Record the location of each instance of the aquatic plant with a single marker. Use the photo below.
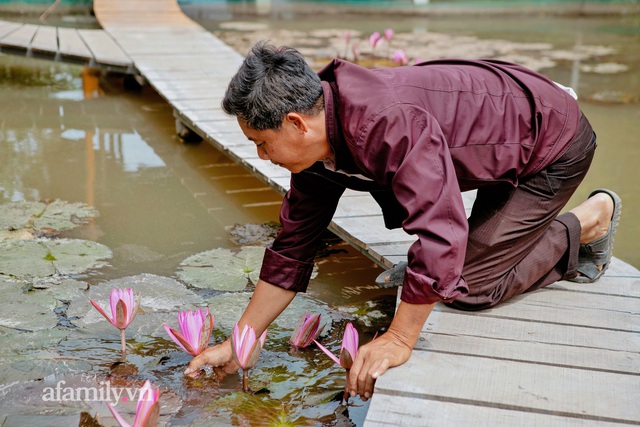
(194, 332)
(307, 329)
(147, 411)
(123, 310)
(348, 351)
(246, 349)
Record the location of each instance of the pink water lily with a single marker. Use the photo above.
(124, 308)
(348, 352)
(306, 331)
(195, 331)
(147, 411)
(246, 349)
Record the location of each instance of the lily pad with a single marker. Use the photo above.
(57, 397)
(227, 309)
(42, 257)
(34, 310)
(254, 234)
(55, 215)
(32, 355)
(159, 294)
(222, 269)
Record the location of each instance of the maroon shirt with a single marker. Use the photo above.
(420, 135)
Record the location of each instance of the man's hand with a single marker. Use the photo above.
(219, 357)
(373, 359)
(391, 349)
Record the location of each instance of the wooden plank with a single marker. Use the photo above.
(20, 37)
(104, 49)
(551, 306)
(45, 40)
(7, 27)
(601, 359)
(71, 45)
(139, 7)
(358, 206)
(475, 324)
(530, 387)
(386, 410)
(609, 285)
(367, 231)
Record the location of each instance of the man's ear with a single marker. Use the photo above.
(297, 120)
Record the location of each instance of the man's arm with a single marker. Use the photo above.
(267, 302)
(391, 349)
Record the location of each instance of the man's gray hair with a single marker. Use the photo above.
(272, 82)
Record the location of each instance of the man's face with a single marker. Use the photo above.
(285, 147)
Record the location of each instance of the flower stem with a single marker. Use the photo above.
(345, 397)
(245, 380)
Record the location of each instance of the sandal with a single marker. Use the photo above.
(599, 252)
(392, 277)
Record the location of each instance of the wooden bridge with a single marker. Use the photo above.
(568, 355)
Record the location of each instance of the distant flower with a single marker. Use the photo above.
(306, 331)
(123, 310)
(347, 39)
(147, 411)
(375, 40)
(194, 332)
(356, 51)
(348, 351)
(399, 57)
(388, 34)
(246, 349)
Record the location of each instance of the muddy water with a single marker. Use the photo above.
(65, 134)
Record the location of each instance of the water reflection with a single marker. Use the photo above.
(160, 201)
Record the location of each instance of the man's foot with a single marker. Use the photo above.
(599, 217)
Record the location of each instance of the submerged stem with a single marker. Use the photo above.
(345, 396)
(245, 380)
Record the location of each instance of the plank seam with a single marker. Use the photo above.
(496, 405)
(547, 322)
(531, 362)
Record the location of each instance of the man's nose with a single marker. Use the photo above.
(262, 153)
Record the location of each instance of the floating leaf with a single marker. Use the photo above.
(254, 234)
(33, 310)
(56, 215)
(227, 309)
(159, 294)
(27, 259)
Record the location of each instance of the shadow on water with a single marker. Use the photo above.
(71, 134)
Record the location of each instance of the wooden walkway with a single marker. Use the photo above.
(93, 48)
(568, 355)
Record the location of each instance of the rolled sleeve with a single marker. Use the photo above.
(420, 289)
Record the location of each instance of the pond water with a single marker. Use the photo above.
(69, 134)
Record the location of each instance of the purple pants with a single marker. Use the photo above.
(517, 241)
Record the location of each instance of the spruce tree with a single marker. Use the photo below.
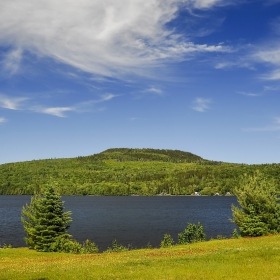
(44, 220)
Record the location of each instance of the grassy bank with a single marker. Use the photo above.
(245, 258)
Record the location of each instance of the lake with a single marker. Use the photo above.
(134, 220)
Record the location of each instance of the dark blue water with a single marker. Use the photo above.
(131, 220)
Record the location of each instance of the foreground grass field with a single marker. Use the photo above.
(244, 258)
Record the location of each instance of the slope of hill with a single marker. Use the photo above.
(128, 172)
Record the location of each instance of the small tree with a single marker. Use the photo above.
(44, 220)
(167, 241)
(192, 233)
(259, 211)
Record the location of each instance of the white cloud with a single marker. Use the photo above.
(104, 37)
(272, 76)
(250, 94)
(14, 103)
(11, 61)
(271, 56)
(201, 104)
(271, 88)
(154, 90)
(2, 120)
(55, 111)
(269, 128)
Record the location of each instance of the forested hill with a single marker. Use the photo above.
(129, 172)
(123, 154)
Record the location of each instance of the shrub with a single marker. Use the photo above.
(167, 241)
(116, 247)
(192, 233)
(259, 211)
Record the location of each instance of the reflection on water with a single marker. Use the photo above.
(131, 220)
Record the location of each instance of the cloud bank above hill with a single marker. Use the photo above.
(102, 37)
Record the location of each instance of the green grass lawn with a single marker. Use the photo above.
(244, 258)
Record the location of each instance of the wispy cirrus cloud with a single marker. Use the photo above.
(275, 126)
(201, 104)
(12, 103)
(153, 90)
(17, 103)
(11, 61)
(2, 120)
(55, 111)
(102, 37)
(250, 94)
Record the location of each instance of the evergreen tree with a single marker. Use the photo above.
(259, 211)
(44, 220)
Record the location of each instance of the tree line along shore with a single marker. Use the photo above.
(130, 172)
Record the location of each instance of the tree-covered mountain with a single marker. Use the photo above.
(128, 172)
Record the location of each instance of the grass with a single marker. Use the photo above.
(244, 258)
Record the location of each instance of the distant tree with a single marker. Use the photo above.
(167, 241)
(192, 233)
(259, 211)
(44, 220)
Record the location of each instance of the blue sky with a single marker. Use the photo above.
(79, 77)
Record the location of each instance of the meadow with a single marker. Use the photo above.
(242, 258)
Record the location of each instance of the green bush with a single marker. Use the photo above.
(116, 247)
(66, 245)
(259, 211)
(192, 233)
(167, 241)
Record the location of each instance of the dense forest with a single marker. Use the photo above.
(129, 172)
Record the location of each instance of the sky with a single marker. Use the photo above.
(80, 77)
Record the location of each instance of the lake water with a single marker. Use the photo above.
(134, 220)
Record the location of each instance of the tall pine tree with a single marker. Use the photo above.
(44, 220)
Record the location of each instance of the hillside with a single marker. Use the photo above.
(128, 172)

....

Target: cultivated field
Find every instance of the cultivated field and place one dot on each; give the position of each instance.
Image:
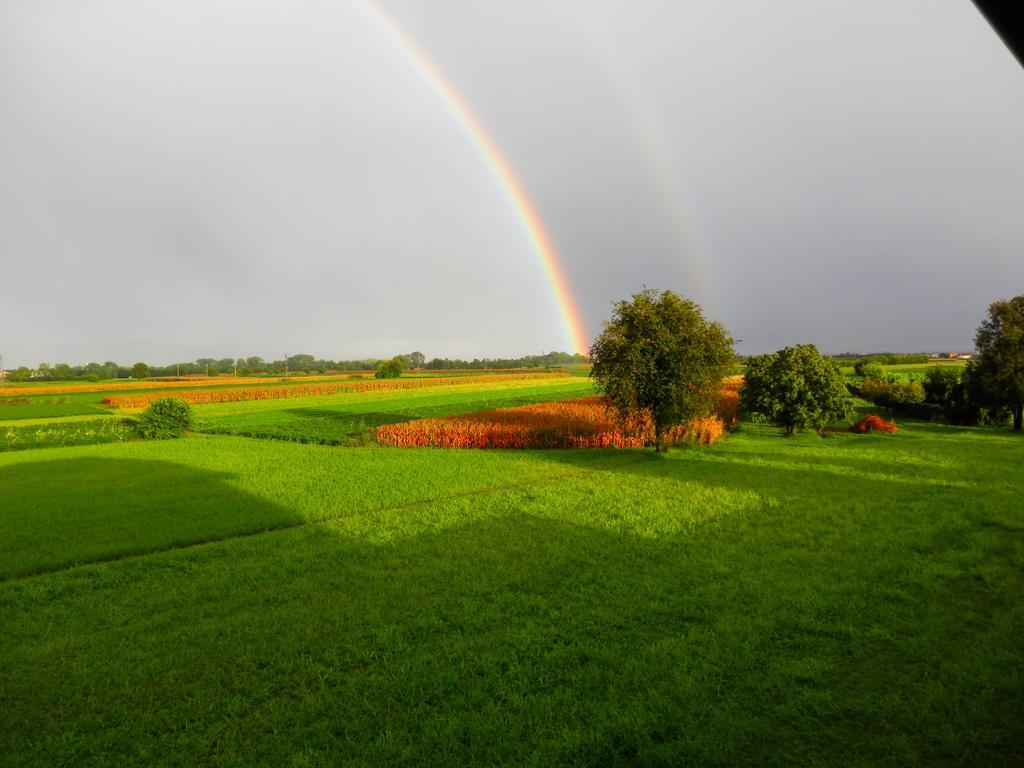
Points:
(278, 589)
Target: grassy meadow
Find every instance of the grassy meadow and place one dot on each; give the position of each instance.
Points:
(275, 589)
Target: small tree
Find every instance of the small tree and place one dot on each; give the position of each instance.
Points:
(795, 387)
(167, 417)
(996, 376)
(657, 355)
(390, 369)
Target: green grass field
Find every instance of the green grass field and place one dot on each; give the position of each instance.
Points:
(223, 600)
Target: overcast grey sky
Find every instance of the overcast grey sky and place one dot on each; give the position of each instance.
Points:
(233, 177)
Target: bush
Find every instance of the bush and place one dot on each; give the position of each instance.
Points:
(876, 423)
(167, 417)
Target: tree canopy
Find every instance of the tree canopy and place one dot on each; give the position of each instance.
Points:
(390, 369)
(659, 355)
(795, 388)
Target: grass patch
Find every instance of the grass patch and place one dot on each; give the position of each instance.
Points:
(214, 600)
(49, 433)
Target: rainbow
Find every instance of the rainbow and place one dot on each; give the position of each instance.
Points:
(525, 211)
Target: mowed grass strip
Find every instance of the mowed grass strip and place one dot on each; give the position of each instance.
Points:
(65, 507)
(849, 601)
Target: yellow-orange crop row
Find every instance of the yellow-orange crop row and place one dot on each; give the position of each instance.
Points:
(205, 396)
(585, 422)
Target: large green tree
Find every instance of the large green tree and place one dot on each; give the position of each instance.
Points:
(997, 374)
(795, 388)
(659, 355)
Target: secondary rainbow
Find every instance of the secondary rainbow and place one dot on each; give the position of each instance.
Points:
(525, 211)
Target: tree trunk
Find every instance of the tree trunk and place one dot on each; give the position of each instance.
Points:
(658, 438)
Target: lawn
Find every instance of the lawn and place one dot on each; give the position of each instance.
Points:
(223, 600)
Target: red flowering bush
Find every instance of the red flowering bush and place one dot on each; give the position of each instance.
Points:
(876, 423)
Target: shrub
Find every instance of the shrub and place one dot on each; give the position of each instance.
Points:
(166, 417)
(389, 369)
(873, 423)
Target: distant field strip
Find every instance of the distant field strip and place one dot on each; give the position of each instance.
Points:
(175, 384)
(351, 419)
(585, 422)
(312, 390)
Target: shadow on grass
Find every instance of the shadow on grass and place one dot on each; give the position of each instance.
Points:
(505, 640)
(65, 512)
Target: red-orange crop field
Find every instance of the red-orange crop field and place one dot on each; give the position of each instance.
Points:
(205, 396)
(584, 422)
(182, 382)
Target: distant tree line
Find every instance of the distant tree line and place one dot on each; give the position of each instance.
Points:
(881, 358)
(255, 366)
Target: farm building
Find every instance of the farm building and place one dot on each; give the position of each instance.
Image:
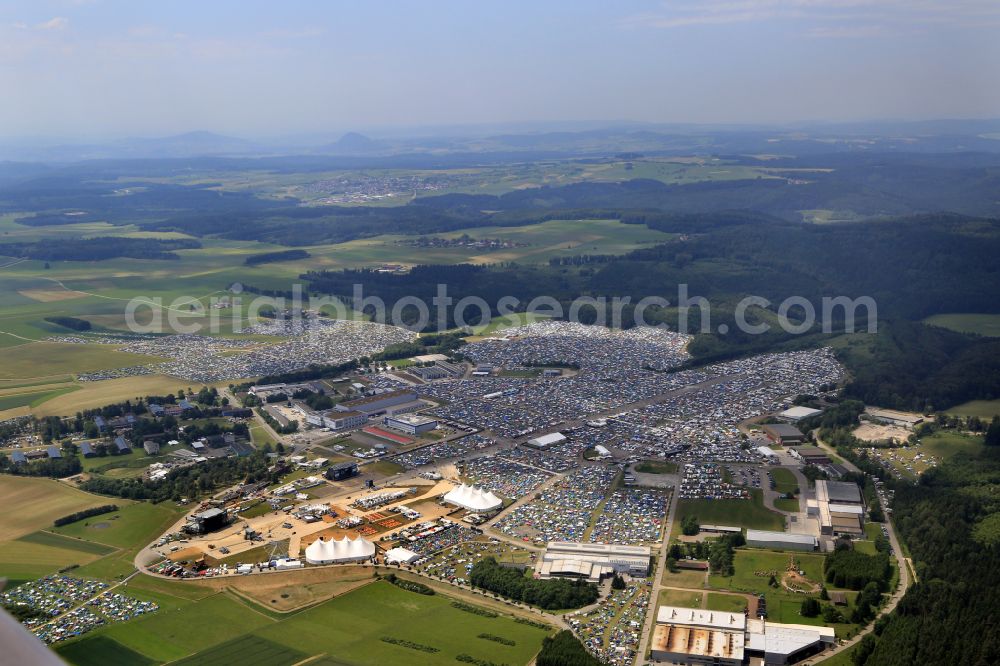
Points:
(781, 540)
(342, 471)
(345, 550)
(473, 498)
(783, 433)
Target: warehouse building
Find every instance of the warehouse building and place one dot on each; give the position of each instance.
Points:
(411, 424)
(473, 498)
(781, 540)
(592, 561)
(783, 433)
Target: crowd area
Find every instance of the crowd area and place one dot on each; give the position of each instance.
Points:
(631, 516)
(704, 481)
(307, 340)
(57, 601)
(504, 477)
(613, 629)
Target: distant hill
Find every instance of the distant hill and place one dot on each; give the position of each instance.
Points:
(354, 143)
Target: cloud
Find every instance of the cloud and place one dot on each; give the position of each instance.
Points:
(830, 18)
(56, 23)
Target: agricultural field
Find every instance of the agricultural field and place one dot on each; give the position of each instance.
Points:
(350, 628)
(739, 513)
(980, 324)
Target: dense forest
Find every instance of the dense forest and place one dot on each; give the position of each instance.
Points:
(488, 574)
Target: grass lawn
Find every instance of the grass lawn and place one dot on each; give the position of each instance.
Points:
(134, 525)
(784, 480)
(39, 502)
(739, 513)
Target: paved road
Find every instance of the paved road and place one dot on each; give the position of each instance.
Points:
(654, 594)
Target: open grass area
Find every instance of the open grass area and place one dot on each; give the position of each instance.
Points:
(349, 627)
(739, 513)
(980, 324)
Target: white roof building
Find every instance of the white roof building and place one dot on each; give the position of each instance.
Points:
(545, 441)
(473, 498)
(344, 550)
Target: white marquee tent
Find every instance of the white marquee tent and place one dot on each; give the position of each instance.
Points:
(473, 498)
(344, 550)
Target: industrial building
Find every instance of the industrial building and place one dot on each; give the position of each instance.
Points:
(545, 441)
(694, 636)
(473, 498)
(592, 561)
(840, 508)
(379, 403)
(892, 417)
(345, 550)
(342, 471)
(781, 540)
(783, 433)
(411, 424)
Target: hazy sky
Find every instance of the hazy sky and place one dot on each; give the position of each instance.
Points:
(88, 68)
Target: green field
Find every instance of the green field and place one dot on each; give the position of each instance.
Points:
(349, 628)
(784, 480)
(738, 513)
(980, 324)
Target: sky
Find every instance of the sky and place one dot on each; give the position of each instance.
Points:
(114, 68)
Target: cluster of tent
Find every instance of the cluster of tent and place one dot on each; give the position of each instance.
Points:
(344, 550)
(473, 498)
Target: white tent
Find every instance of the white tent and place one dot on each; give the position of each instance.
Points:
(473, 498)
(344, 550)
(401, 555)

....

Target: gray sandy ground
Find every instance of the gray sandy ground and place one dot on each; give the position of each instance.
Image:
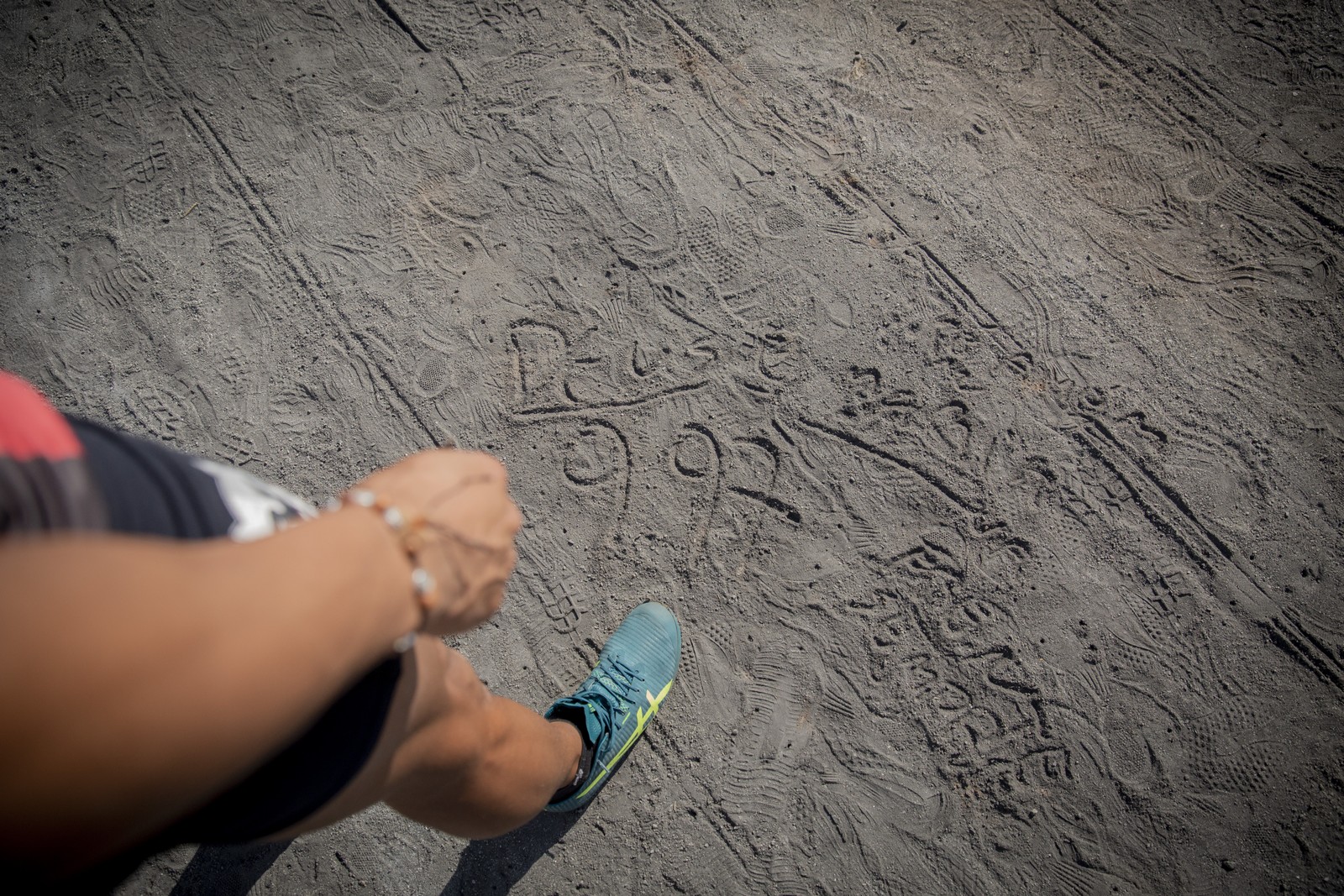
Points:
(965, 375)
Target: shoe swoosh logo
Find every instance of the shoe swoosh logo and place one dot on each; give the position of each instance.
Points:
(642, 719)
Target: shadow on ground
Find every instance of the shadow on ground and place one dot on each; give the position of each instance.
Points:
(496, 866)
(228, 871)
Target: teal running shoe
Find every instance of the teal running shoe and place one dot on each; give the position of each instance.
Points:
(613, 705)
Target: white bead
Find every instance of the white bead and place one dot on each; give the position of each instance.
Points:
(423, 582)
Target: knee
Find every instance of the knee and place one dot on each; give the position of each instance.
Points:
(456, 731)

....

Pull out every line in the rows above that includes the word "warehouse".

Target: warehouse building
Find every instance of the warehouse building and place one dot on each; give the position of each instance.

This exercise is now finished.